[Entries for bounding box labeling]
>> Start
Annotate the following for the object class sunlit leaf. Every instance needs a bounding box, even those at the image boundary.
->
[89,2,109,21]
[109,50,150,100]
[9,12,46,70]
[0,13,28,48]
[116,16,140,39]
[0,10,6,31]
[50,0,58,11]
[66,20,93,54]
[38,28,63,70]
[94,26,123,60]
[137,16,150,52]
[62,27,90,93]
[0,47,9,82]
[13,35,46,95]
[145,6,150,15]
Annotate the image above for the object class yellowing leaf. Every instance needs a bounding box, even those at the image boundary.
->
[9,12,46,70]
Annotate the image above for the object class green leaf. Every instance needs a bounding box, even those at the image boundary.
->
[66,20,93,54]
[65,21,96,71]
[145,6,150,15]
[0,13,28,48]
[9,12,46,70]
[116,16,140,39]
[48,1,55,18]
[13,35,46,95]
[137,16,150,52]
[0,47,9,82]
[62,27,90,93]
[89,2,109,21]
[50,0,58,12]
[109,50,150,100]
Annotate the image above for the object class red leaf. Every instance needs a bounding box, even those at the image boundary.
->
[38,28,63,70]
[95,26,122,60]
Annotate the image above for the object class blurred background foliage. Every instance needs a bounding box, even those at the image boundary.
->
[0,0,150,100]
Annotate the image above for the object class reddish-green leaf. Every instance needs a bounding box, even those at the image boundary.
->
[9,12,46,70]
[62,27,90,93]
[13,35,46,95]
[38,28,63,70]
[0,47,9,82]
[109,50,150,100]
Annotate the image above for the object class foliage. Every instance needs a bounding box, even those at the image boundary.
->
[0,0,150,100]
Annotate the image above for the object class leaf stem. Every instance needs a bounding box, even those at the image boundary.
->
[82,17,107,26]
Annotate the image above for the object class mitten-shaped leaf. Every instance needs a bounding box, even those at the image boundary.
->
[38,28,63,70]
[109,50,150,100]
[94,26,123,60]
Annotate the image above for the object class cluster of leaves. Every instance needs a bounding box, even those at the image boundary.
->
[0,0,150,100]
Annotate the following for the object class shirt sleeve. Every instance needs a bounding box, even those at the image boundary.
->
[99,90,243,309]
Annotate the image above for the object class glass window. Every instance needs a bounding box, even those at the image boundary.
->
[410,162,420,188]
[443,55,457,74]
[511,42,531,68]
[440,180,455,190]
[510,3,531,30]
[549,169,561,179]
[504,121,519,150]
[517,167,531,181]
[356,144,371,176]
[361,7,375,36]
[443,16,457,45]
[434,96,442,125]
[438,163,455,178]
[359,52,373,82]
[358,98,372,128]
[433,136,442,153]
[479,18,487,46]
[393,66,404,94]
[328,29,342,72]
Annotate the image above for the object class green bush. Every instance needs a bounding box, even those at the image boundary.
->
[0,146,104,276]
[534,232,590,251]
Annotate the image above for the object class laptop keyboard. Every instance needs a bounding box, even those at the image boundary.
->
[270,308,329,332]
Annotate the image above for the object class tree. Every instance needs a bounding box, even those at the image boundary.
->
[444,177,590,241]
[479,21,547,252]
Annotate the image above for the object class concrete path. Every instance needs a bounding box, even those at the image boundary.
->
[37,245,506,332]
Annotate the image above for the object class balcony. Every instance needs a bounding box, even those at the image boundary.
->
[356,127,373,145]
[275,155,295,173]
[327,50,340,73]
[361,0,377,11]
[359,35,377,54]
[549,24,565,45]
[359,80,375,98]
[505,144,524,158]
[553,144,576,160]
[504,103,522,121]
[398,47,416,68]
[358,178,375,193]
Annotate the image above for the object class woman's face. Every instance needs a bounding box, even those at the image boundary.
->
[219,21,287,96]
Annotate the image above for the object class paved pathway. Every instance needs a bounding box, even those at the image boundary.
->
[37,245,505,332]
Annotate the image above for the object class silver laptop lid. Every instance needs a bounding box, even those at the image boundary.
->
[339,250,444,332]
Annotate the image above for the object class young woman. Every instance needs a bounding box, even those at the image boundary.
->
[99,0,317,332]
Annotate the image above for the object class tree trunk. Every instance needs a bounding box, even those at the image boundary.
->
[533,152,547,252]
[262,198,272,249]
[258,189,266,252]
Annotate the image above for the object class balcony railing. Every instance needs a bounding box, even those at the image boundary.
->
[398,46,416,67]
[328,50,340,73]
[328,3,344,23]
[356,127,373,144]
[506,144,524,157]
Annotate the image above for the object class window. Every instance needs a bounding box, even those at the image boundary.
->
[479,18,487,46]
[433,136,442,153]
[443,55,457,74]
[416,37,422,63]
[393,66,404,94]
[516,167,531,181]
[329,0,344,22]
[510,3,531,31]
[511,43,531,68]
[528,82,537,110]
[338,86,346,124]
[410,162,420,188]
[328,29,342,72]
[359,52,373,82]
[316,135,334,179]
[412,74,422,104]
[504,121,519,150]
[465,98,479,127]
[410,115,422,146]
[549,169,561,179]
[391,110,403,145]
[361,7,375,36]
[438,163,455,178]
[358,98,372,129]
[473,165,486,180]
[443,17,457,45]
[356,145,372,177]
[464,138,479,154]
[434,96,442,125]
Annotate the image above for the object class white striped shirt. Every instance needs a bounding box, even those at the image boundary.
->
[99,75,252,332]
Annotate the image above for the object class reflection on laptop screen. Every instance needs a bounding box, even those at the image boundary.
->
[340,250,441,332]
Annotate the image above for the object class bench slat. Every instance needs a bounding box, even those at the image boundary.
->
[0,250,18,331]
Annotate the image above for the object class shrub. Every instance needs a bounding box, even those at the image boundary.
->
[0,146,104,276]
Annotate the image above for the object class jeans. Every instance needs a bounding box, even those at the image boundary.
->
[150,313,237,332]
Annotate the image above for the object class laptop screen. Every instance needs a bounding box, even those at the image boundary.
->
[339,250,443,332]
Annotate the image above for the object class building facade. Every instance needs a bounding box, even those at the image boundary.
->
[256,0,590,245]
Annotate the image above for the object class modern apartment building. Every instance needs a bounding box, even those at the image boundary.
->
>> End
Please copy every line of the listing above word for word.

### Exercise solution
Annotate the following for the object class sunlit leaf. Every instance needs a bounding box, even those at the image boundary.
->
[89,2,109,21]
[109,50,150,100]
[9,12,46,70]
[0,13,28,48]
[116,16,140,39]
[0,10,6,31]
[50,0,58,11]
[66,20,93,54]
[38,28,63,70]
[94,26,123,60]
[137,16,150,52]
[62,27,90,93]
[0,47,9,82]
[13,35,46,95]
[145,6,150,15]
Annotate the image above for the object class yellowing leaf. Every instance needs a bounding box, even those at the image boundary.
->
[9,12,46,70]
Annotate the image above for the object class green leaf. Every instance needs a bounding box, even those at the image boundary.
->
[66,20,93,54]
[65,21,96,71]
[145,6,150,15]
[0,13,28,48]
[9,12,46,70]
[116,16,140,39]
[48,1,55,18]
[13,35,46,95]
[137,16,150,52]
[0,47,9,82]
[62,27,90,93]
[89,2,109,21]
[50,0,58,12]
[109,50,150,100]
Annotate the image above for the object class red leaf. Every instance needs a bounding box, even those at the image boundary.
->
[38,28,63,70]
[95,26,122,60]
Annotate the image above for the object class blurred background foliage. Every instance needs a bounding box, even those at the image boundary.
->
[0,0,150,100]
Annotate the image above for the object class reddish-green leaf. Every instance needs a bounding box, even those at the image boundary.
->
[9,12,46,70]
[62,27,90,93]
[13,35,46,95]
[38,28,63,70]
[0,47,9,82]
[109,50,150,100]
Annotate the image above for the object class foliage. Every instance needs a bounding box, even those at the image boundary.
->
[0,0,150,100]
Annotate the image above for the object class leaf stem. Every instance needs a bounding box, even those at the image boundary.
->
[82,17,107,26]
Annotate the image above for the object class mitten-shaped leaf. Every instance needs a bounding box, even those at the image boundary.
->
[38,28,63,70]
[109,50,150,100]
[94,26,123,60]
Annotate the image above for the object class cluster of leaves. Every instance needs a bounding box, even those at the image boundary.
->
[0,0,150,100]
Annotate the following for the object class shirt sleeve. Every instance needs a bounding box, even those at the image boundary.
->
[99,90,243,309]
Annotate the image above for the object class glass window. Every instance needs a bounding box, even those at the image boundary.
->
[410,162,420,188]
[443,55,457,74]
[511,42,531,68]
[440,180,455,190]
[510,3,531,30]
[549,169,561,179]
[504,121,519,150]
[517,167,531,181]
[356,144,371,176]
[361,7,375,36]
[443,16,457,45]
[434,96,442,125]
[438,163,455,178]
[359,52,373,82]
[358,98,372,128]
[433,136,442,153]
[479,18,487,46]
[393,66,404,94]
[328,29,342,72]
Annotate the image above for the object class green bush. Every instance needs a bounding box, even those at the image boundary.
->
[0,146,104,276]
[534,232,590,251]
Annotate the image above for the object class laptop keyboard. Every instance needs a bounding box, even those at the image boundary.
->
[270,308,329,332]
Annotate the image above for the object class tree. Every instance needs a bounding box, even those at the image boundary.
->
[444,177,590,241]
[479,21,547,252]
Annotate the image above for the object class concrete path. Every instance needs a bounding box, even those at the image boundary.
->
[37,245,506,332]
Annotate the image above for the object class balcony. Every instance needs a bounding box, even those at the image boundary.
->
[356,127,373,145]
[275,155,295,173]
[327,50,340,73]
[361,0,377,11]
[359,35,377,54]
[549,24,565,45]
[359,80,375,98]
[505,144,524,158]
[553,144,576,160]
[504,103,522,121]
[398,47,416,68]
[358,178,375,193]
Annotate the image above for the object class woman's face. Every instance needs a bounding box, even those at the image boundary.
->
[219,21,287,96]
Annotate the image above for the object class paved pathway. Every instance needs a bounding box, even those at the image boundary.
->
[37,245,505,332]
Annotate the image above for the object class silver laptop lid. Every instance needs a bounding box, even those at the image boundary.
->
[339,250,444,332]
Annotate the image above for the object class young woman. Every instance needs a bounding box, even those at the image boundary.
->
[99,0,317,332]
Annotate the image above for the object class tree trunk. Every instance needs a bounding box, even those at the image boundary.
->
[533,152,547,252]
[262,198,272,249]
[258,189,266,252]
Annotate the image above for the object class balcony railing. Every instance needs a bounding box, even those at the image boundary.
->
[398,46,416,67]
[328,50,340,73]
[328,3,344,23]
[356,127,373,144]
[506,144,524,157]
Annotate the image above for the object class window. Every instance needs a bounding box, even those at the image boundary.
->
[479,18,487,46]
[433,136,442,153]
[443,55,457,74]
[416,37,422,63]
[393,66,404,94]
[516,167,531,181]
[329,0,344,22]
[510,3,531,31]
[511,43,531,68]
[528,82,537,110]
[338,86,346,124]
[410,162,420,188]
[328,29,342,72]
[359,52,373,82]
[316,135,334,179]
[412,74,422,104]
[504,121,519,150]
[465,98,479,127]
[410,115,422,146]
[549,169,561,179]
[391,110,403,145]
[361,7,375,36]
[438,163,455,178]
[358,98,372,129]
[473,165,486,180]
[443,17,457,45]
[356,145,372,177]
[464,138,479,154]
[434,96,442,125]
Annotate the image above for the object class white striped shirt. Every instance needs a bounding box, even those at the image boundary.
->
[99,75,252,332]
Annotate the image above for the object class reflection on laptop screen. Every instance needs a bounding box, even those at the image boundary.
->
[340,250,441,332]
Annotate the image above for the object class bench slat. Every instance needs a bounding box, even those at the image boundary.
->
[0,250,18,331]
Annotate the image above for the object class shrub. Every instance needs a bounding box, even those at the image boundary.
->
[0,146,104,276]
Annotate the image above for the object class jeans. Every instance needs a bounding box, even those at the image boundary.
->
[150,313,237,332]
Annotate the image above for the object class laptop screen. Every instance needs a bounding box, even those at the image boundary.
->
[339,250,443,332]
Annotate the image above for the object class building facade. Every instance needs a bounding box, even those at the image boundary.
->
[256,0,590,245]
Annotate the image above for the object class modern apartment building. Every instance needs a bounding box, even those at the image boundary.
->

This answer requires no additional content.